● **PROBLEM DESCRIPTION**:
Beginning at the line containing "Query: baseboard", print every line until the records end, keeping each exactly as it is.

>>

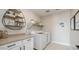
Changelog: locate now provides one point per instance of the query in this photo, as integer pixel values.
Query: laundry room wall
(59, 34)
(28, 16)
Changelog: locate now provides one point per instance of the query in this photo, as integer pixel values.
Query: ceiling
(45, 12)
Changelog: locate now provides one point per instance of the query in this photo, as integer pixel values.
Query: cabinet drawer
(10, 45)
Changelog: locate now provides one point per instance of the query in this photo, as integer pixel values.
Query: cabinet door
(28, 44)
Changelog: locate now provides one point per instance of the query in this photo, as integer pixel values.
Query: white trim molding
(66, 44)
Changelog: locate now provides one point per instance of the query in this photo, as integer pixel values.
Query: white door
(16, 48)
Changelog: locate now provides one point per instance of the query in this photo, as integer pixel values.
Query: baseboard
(61, 43)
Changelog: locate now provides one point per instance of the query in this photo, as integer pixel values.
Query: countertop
(14, 38)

<<

● **SOLUTION TO THIS TASK**:
Query: baseboard
(61, 43)
Changelog: locate now provides one point per instance of the query in this photo, as integer pixel values.
Query: countertop
(14, 38)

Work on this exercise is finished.